(Working data Opens)

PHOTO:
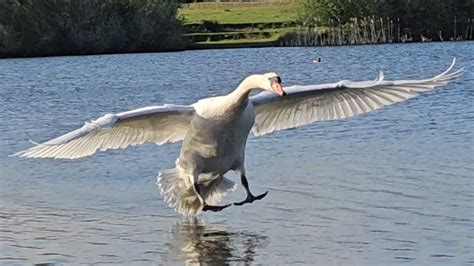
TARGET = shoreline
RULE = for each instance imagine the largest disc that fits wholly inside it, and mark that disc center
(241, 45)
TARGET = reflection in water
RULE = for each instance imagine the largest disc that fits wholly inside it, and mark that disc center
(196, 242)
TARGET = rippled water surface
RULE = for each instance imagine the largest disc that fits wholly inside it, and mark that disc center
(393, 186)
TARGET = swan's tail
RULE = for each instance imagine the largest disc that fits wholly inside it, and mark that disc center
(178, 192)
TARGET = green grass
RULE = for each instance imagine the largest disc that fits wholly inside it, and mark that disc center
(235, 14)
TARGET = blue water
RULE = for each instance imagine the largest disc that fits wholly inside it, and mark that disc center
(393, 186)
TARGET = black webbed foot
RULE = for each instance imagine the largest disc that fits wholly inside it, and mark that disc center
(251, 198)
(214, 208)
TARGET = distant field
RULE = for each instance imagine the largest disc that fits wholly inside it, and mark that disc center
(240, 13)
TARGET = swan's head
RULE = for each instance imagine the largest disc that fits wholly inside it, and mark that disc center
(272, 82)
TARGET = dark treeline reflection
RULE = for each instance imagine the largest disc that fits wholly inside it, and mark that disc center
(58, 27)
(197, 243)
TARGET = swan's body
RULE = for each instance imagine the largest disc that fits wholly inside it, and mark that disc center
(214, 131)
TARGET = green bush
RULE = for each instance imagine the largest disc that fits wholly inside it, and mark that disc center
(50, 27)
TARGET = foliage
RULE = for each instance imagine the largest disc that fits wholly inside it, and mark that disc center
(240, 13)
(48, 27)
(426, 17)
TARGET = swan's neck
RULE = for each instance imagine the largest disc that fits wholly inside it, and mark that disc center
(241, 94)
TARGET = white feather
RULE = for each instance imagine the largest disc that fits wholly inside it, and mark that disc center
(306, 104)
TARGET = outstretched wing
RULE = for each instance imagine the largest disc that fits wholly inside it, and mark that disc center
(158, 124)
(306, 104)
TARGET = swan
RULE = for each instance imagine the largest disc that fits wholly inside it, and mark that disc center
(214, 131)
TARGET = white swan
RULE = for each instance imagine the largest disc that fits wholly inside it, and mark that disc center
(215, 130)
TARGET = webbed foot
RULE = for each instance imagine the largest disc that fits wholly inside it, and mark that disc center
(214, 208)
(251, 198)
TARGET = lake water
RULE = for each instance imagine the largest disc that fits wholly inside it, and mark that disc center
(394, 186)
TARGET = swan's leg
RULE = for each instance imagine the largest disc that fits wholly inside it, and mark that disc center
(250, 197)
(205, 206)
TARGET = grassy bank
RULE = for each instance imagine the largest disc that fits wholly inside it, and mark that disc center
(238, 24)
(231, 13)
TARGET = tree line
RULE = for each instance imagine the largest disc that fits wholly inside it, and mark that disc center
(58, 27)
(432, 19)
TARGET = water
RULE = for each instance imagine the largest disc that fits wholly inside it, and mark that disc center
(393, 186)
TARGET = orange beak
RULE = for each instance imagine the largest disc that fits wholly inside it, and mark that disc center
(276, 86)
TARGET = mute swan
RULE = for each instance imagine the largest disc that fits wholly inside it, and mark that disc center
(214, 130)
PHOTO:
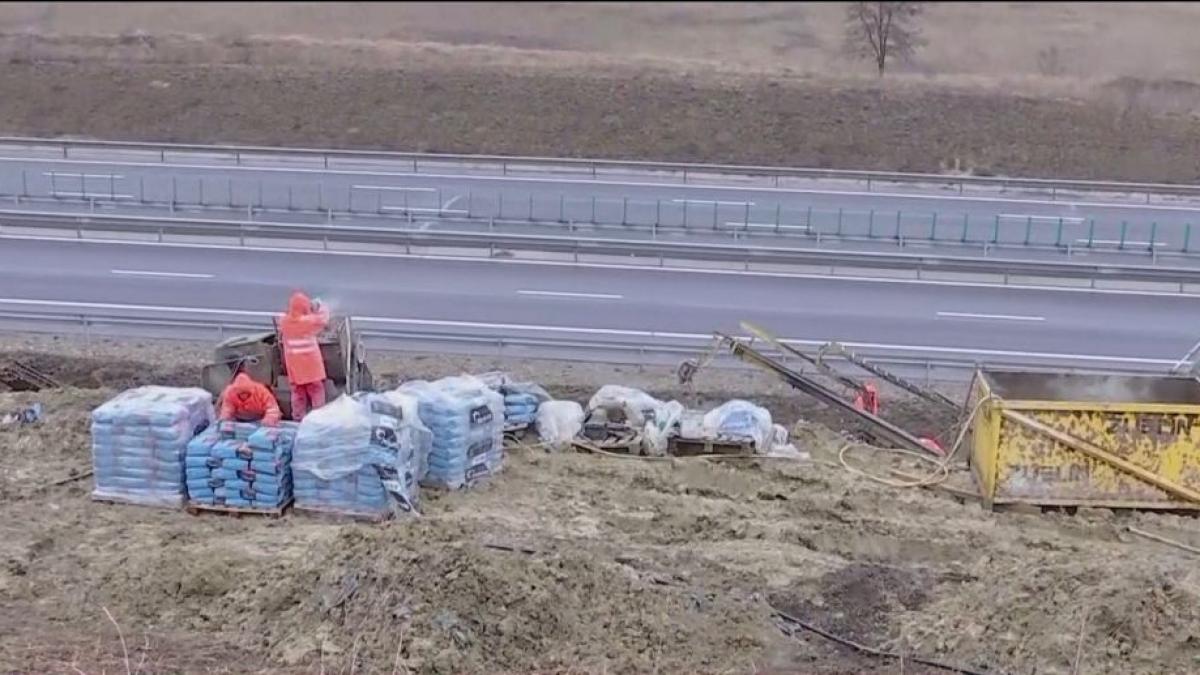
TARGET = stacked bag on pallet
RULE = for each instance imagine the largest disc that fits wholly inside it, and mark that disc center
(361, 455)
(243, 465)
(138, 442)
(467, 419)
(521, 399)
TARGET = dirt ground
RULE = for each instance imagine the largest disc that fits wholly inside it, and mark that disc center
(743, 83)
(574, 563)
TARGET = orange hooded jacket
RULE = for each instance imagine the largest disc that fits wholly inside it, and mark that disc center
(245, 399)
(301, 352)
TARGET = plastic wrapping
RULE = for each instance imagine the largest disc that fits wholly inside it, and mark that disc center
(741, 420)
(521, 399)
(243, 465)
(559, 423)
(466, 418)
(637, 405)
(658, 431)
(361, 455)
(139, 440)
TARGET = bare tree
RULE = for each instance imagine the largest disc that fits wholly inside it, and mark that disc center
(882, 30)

(Working data Closes)

◆ What this task involves ◆
Set down exactly the lines running from the beginning of the entries above to the line that contains "TARGET = green grass", including both, and leave out pictures.

◆ Solution to the problem ◆
PHOTO:
TARGET = shoreline
RULE = for each instance imagine the largest disc that fits wholly inside it, and mark that disc center
(241, 45)
TARGET = reflection in water
RULE = for each instance imagine the largest disc that fits wholly inside it, and mark that disc center
(196, 242)
TARGET = rippled water surface
RULE = for each instance imagine the largest disc that fits wholly inside it, and mark that disc center
(393, 186)
TARGET = swan's tail
RULE = for each instance imagine the largest disc that fits wholly inside it, and mark that disc center
(178, 192)
TARGET = green grass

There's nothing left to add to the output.